- [YOUR INSTRUCTIONS]
Give back each line of the data exactly.
----------
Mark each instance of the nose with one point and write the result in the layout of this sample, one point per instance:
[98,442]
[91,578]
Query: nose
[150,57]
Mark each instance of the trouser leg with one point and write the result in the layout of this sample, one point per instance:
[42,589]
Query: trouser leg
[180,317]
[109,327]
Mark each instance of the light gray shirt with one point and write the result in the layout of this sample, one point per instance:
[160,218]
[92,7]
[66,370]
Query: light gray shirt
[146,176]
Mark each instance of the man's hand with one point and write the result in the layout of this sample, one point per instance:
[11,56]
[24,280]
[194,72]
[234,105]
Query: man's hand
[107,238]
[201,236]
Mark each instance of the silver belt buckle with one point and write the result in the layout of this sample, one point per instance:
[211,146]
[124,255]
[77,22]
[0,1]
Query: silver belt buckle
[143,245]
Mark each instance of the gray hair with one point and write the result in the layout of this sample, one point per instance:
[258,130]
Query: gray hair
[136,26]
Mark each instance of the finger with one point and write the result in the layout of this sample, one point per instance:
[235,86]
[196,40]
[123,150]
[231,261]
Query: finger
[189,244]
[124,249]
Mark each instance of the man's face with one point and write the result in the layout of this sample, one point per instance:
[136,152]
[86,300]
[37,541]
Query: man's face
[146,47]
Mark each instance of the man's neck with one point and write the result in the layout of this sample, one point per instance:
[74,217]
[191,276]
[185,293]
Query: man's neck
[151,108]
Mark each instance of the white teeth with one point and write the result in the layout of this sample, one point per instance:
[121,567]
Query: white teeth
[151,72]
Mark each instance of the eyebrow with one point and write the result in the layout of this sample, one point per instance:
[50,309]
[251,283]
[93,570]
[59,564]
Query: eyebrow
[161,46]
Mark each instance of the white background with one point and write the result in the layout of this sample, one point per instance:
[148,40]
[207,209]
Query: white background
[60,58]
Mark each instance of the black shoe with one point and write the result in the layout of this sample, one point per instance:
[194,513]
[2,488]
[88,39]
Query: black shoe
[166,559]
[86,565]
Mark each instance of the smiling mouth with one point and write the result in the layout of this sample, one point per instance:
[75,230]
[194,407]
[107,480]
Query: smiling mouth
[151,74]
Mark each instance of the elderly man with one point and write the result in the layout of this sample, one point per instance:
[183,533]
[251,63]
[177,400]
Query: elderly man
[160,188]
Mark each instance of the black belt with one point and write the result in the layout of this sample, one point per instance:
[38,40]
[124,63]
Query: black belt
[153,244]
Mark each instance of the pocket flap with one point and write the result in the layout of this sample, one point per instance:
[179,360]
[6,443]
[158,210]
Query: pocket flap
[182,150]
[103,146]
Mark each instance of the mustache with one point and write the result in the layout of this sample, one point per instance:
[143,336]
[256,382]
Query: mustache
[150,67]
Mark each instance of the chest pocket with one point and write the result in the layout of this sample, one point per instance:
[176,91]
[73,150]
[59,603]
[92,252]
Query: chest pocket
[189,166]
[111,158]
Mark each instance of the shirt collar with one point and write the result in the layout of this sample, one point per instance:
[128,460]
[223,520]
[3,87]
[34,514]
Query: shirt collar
----------
- [YOUR RESPONSE]
Mark each instance of the nose with one point and write the result in the layout of this sample, one point per instance:
[98,442]
[91,578]
Query: nose
[150,57]
Mark each instance of the trouser leg with one point and write the result in the layout of this sample, one point per instance:
[42,589]
Query: trouser leg
[180,317]
[109,327]
Mark each instance of the light gray shirt with one point and write the result in the layout of this sample, one point per instance:
[160,218]
[92,7]
[66,370]
Query: light gray shirt
[146,176]
Mark each instance of the man's hand with one point and write the result in the layout of this sample, one point per instance:
[11,56]
[24,280]
[194,72]
[234,105]
Query: man's hand
[107,238]
[201,236]
Mark each instance of the silver belt buckle with one point and write the result in the layout of this sample, one point per instance:
[211,146]
[124,255]
[77,22]
[0,1]
Query: silver belt buckle
[143,245]
Mark each instance of the gray hair with one point and write the result in the layout of this sample, one point per instance:
[258,130]
Query: gray hair
[136,26]
Mark each instance of the finger with one point and write the result in the layout of this sample, one point per instance:
[235,86]
[196,40]
[123,150]
[231,261]
Query: finger
[189,244]
[124,249]
Mark each instance of the man's face with one point and write the result in the layout of this sample, one point per instance:
[136,152]
[86,300]
[37,541]
Query: man's face
[146,47]
Mark each instance of the man's neck with one point and write the result in the layout of this sample, one point per instance:
[74,217]
[191,276]
[185,293]
Query: man's neck
[151,108]
Mark each instance of the white teeth with one point and write the result in the layout of this sample, one point per instance:
[121,567]
Query: white teeth
[151,72]
Mark each instance of the eyebrow with one point and write the result in the layout of this sample, one point per instance:
[50,309]
[251,283]
[93,570]
[59,564]
Query: eyebrow
[161,46]
Mark each instance of the white background with one point and write the result in the layout of this sample, one point per instance:
[148,40]
[207,209]
Query: white background
[60,58]
Mark each instance of the black shoe with one point and write the result in the layout of this sample, one point per instance:
[194,513]
[2,488]
[88,39]
Query: black shoe
[166,559]
[86,565]
Mark each instance of the smiling mouth with one point and write the result in the layout of this sample, one point per instance:
[75,230]
[194,407]
[107,480]
Query: smiling mouth
[151,74]
Mark each instance of the elderly man with one point and write the result in the layout of this sample, one point per instance:
[183,533]
[251,63]
[177,400]
Query: elderly man
[160,188]
Mark each instance of the black belt with one point and write the result in the layout of this sample, one point per instance:
[38,40]
[124,63]
Query: black belt
[153,244]
Mark each instance of the pocket flap with one point and write the result in the layout of this sample, one point per instance:
[179,360]
[6,443]
[158,210]
Query: pocket flap
[182,150]
[103,146]
Mark each instance of the mustache with one point and write the result in the layout of this sample, one point per instance:
[143,336]
[256,382]
Query: mustache
[150,67]
Mark each instance of the chest pocket with one point and write the result in the layout of this sample, one point per instance:
[176,91]
[73,150]
[59,603]
[92,252]
Query: chest pocket
[189,166]
[111,158]
Mark each instance of the shirt collar with one point and write the result in the layout of this sample, one point per instance:
[128,460]
[223,520]
[3,87]
[34,514]
Query: shirt collar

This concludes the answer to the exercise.